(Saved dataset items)
....................

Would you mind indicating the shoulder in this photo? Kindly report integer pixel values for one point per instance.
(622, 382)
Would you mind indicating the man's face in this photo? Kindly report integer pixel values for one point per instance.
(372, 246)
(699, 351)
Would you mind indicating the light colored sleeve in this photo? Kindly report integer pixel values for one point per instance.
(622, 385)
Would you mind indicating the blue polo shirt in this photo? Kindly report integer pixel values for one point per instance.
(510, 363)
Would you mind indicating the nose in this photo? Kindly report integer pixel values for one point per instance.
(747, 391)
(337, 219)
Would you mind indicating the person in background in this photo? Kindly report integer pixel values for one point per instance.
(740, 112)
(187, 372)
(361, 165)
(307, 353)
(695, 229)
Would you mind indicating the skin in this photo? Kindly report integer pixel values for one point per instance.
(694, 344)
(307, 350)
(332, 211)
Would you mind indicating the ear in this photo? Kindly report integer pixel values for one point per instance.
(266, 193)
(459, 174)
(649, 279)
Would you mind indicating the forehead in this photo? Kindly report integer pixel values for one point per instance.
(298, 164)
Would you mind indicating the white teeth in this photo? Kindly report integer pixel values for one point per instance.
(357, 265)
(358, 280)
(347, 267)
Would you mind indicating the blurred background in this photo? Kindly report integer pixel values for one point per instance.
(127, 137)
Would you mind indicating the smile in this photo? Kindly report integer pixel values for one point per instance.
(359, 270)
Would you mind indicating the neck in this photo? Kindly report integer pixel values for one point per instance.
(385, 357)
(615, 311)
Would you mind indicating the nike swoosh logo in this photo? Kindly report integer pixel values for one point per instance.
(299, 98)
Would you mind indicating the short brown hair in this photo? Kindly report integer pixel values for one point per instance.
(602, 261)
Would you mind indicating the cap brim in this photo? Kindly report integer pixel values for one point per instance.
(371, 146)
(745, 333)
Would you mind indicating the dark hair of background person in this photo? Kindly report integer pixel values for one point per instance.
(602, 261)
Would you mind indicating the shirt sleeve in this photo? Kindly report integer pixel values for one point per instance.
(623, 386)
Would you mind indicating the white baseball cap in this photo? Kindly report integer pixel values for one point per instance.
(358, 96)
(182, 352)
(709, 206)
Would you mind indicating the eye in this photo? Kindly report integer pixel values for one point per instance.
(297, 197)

....................

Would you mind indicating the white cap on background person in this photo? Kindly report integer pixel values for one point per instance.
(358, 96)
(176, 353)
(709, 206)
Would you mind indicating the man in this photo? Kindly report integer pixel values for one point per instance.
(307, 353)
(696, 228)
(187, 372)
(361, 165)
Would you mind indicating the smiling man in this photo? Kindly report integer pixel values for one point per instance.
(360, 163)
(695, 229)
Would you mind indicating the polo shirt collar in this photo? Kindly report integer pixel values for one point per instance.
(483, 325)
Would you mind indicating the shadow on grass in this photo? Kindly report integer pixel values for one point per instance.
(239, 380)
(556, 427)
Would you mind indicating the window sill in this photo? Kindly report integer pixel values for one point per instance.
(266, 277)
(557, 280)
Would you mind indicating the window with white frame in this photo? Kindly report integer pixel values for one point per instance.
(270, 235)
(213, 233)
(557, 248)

....................

STATED TASK: Pick out every line above that contains the string "polo", matching case exactly.

WRITTEN ANSWER:
Would you mind indicating the blue polo shirt in this photo? Kindly report integer pixel values for one point per instance.
Would you mind indicating the polo shirt collar in this photo? Kindly report integer pixel values for one point per instance.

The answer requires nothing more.